> Exercise inputs
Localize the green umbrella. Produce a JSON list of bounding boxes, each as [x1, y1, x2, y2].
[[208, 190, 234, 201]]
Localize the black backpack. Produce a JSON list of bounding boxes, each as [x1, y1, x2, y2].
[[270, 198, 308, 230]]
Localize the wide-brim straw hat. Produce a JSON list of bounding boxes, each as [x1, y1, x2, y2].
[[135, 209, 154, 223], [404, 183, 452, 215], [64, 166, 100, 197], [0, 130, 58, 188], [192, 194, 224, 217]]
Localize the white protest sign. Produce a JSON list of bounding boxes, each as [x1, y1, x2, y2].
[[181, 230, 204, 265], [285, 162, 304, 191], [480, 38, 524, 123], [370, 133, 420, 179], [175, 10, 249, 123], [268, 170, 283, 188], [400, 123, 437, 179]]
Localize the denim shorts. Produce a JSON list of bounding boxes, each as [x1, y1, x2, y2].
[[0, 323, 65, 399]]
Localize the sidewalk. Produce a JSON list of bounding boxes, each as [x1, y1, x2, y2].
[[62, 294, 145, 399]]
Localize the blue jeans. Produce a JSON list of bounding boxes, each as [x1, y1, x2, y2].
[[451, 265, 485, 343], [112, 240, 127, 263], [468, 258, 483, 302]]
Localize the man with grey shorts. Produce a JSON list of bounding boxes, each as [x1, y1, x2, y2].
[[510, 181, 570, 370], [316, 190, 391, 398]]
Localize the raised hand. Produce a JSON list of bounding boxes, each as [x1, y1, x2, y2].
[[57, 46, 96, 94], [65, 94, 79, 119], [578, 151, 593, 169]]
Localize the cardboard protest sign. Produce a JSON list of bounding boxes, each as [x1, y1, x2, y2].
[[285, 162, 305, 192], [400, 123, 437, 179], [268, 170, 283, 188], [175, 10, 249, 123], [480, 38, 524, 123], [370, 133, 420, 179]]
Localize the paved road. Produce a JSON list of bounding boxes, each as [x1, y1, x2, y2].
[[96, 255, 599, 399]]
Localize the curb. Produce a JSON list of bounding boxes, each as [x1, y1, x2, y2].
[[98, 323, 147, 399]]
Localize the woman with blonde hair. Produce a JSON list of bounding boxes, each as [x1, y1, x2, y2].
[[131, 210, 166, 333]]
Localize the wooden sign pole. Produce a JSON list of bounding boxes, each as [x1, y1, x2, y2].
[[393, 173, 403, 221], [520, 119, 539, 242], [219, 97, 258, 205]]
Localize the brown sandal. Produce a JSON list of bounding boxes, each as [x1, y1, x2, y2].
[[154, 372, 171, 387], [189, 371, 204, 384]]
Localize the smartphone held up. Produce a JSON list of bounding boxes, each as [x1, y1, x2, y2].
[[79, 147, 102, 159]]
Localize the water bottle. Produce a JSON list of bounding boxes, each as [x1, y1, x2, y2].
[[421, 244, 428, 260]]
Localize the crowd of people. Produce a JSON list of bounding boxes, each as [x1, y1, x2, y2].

> The exercise
Reproduce verbatim the rows above, from the very first one through the line containing "194, 224, 217]]", inclusive.

> Correct result
Localize the green umbrella. Produce a JSON list of bounding boxes, each as [x1, y1, x2, y2].
[[208, 190, 234, 201]]
Localize the black backpack. Produce a JSON list of bounding boxes, each as [x1, y1, x2, y2].
[[270, 198, 308, 230]]
Localize the wide-brim straw hat. Produce a JSON list of bounding boxes, each as [x1, y1, x2, y2].
[[135, 209, 154, 223], [404, 183, 452, 215], [64, 166, 100, 197], [0, 130, 58, 188], [192, 194, 224, 217]]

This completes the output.